#### Passage given:
• • • • •
Another young man appeared in front of the station in a
jacket covered with Union Jacks and the words
FASHION & JEANS
. Blond-dyed locks hung from under his winter cap, giving him the appearance of a misplaced surfer. His name was Mohammad Soltani, and when he saw the cook, he gave him a big hug. I asked Soltani, who spoke English, if they were longtime friends. “No,” he said. “I just met him last night. But I’m happy to be alive.” Soltani explained that he had tried to cross the river back into Turkey early in the morning. He had wrapped his clothes in blue plastic bags and, wearing only a T-shirt and clenching his backpack in his teeth, waded into the Evros. Before reaching the halfway point, he was up to his chest in water and too tired to go farther, he said, so he turned back. He pulled down his pants to show us the red scratches from the bushes over his thighs and shins, and then sat down on a bench.

Soltani told me he was Afghan, but had been raised in Iran and was a convert to Bahaism. He was hoping his religious conviction would qualify him for asylum, but he hadn’t had any luck. Three years earlier he moved to Turkey, and he had recently decided to try to make it to Italy. In the Greek port city of Patras, he had twice hidden underneath a cargo truck that was to board an Italy-bound ship, but police found him both times.
“Malaka, malaka, malaka,”
they said while kicking him, he recalled. The hand with which he’d protected his face still didn’t work quite right, he said. He showed me a lump on his left wrist, and the last two fingers were slightly bent out of shape. He wasn’t the first migrant I’d met who claimed to have suffered a beating in Patras, and according to a joint report written by German and Greek human rights groups, migrants there were victims of systematic police violence. “Too much bad,” Soltani said. “This country not good. I think positive, but I have bad luck.”
• • • • •
#### Recorded information:

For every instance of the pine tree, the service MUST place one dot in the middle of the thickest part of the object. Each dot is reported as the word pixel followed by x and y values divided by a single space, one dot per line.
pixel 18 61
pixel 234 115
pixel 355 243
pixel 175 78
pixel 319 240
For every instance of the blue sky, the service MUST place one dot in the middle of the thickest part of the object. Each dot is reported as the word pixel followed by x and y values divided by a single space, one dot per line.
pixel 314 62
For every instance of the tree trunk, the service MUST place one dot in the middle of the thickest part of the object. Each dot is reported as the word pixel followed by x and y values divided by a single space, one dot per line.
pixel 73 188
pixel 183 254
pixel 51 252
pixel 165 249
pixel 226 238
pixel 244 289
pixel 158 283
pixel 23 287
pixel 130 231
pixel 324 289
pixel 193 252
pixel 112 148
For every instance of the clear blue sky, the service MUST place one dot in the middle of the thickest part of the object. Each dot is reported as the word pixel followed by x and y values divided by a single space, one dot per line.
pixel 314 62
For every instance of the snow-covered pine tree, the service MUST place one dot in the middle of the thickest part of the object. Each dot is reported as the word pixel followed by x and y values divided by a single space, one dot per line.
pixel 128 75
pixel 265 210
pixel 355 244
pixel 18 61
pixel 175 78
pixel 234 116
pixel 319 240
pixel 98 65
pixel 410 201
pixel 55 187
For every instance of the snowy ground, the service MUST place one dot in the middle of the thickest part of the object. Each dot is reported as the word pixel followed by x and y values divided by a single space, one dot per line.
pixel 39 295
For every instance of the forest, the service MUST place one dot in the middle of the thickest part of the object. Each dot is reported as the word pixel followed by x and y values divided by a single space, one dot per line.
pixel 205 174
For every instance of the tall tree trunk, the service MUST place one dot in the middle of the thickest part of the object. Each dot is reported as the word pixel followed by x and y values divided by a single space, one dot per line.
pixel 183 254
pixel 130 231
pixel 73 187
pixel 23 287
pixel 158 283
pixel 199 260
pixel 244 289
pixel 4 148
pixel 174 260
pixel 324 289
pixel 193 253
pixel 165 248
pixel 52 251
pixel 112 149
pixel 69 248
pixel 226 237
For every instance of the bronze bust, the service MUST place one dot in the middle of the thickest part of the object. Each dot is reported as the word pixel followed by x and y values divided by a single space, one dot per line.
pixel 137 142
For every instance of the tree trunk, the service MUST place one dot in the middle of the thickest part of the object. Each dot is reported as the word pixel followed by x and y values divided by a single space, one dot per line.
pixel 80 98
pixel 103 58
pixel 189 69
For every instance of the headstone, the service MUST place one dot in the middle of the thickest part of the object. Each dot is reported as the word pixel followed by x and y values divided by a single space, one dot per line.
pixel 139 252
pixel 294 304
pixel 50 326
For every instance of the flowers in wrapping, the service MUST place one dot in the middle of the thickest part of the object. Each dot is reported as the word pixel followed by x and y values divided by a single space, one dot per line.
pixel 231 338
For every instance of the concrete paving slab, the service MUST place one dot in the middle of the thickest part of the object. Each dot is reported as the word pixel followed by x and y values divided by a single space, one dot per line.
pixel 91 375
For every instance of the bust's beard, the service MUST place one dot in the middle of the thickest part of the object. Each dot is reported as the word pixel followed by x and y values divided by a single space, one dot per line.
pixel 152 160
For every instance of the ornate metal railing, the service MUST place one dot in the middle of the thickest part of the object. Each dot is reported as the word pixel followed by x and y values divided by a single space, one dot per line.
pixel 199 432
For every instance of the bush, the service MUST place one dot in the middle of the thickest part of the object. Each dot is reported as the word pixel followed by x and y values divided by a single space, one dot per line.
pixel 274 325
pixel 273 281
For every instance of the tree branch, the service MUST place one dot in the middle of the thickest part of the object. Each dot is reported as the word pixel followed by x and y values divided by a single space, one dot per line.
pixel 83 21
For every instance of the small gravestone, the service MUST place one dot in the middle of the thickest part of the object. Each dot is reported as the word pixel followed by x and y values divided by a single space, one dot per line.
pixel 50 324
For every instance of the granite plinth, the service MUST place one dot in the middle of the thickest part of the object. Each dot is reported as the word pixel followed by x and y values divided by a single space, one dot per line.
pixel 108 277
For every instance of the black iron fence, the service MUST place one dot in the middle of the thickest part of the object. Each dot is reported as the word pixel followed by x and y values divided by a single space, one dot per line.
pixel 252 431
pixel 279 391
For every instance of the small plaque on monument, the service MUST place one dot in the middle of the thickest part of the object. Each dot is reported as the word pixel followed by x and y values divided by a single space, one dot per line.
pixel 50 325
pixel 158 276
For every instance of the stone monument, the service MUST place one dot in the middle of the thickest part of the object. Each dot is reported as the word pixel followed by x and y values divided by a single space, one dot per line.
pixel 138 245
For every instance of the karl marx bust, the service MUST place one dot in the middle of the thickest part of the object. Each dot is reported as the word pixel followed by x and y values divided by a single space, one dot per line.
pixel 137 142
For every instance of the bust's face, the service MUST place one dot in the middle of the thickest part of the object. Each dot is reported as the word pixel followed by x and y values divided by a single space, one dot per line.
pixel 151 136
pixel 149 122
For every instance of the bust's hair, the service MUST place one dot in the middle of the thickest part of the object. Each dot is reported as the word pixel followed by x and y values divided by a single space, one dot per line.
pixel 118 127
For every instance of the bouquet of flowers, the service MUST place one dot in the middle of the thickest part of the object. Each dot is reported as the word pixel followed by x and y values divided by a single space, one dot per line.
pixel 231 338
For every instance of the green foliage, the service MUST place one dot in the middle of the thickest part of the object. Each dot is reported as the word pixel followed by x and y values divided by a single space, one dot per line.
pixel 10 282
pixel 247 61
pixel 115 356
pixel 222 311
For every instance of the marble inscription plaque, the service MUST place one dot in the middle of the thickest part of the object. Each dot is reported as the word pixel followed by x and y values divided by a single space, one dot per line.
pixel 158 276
• • • • •
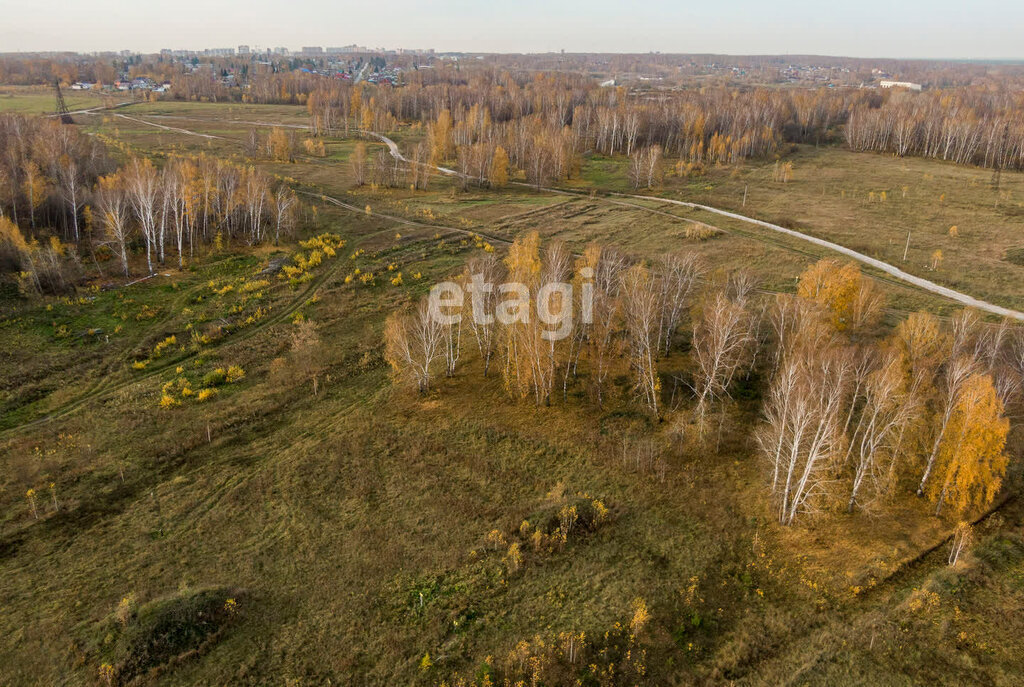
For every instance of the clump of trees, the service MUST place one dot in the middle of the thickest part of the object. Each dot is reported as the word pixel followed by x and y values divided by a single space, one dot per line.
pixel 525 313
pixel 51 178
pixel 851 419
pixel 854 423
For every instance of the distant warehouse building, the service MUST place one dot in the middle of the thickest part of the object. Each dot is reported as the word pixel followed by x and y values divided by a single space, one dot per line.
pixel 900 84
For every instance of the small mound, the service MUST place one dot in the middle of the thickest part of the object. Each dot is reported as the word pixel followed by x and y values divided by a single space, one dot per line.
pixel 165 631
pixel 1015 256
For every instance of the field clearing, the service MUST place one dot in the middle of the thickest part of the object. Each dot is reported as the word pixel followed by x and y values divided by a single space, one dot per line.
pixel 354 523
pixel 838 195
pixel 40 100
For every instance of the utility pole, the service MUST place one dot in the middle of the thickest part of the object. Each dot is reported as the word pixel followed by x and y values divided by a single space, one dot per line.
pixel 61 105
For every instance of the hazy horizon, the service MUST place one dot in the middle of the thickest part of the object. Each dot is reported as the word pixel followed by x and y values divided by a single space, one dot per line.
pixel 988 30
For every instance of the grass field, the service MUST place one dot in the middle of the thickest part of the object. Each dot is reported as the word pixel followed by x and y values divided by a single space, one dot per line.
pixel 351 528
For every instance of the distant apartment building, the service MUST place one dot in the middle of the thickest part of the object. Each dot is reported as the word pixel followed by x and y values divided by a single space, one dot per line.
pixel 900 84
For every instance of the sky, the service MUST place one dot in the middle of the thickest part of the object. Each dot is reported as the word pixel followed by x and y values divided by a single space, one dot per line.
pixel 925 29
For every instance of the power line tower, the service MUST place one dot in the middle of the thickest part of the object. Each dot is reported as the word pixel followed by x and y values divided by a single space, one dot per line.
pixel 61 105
• • • • •
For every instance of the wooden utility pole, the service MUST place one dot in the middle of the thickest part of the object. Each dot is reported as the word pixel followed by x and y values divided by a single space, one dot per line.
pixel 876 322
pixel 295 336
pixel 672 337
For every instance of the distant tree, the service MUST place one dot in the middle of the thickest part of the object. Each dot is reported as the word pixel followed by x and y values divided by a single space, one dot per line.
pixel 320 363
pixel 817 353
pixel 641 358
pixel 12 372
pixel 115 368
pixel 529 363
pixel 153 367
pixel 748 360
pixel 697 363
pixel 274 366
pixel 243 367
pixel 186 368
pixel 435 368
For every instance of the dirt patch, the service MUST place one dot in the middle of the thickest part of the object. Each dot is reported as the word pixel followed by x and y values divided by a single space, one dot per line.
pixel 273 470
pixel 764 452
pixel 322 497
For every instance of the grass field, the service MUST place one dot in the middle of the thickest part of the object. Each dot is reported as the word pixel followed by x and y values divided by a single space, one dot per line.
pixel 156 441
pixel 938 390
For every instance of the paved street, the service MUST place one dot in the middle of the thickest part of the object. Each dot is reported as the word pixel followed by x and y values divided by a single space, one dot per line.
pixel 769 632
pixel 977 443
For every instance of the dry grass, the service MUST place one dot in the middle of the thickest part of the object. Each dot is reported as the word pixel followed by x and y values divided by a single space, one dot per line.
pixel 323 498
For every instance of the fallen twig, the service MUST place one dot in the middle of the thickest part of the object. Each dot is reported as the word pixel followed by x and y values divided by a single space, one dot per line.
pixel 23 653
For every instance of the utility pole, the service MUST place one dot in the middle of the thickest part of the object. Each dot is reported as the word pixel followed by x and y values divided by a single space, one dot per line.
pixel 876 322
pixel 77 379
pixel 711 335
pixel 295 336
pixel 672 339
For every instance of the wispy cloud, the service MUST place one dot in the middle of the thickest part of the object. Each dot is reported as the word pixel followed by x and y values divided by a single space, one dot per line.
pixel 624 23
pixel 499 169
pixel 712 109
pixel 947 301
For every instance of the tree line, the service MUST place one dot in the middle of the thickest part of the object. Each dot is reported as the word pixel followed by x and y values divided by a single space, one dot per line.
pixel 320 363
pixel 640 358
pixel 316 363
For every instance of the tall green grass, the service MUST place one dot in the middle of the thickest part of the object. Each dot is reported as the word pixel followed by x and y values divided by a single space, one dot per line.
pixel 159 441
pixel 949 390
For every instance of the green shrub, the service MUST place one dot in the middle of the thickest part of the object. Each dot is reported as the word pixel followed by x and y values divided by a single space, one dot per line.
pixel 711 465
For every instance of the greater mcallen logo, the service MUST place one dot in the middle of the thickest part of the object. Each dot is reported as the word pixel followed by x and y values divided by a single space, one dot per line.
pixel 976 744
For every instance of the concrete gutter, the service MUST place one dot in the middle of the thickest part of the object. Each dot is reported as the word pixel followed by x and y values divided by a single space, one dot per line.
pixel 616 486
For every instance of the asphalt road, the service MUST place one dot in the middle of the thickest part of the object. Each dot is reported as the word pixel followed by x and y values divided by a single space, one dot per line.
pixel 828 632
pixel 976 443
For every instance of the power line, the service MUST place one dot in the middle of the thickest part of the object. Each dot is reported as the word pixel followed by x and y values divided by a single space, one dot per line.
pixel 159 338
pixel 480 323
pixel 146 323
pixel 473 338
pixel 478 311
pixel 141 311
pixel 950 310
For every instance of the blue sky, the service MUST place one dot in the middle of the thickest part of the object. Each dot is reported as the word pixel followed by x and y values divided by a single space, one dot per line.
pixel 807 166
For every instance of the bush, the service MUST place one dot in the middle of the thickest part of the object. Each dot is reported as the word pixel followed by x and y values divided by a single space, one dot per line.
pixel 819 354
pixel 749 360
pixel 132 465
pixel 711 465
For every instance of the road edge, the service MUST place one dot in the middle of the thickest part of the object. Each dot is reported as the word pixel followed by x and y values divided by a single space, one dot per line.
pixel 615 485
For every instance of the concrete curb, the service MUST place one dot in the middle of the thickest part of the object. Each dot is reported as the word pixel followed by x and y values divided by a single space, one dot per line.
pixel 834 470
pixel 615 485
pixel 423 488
• • • • •
#### Stated exercise:
Write out the passage about Mohammad Soltani word for word, from "Soltani told me" to "him both times.", inclusive.

#### Result:
Soltani told me he was Afghan, but had been raised in Iran and was a convert to Bahaism. He was hoping his religious conviction would qualify him for asylum, but he hadn’t had any luck. Three years earlier he moved to Turkey, and he had recently decided to try to make it to Italy. In the Greek port city of Patras, he had twice hidden underneath a cargo truck that was to board an Italy-bound ship, but police found him both times.